PROBLEM TO WORK ON: Down to the final line, print the records again exactly.

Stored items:
Segment Open

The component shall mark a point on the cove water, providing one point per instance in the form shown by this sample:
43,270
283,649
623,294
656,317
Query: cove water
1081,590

Segment Closed

RESPONSE BELOW:
The component shall mark a point on the cove water, providing one point per instance in the form shown by this sample:
43,270
283,649
623,294
656,317
Query: cove water
1081,590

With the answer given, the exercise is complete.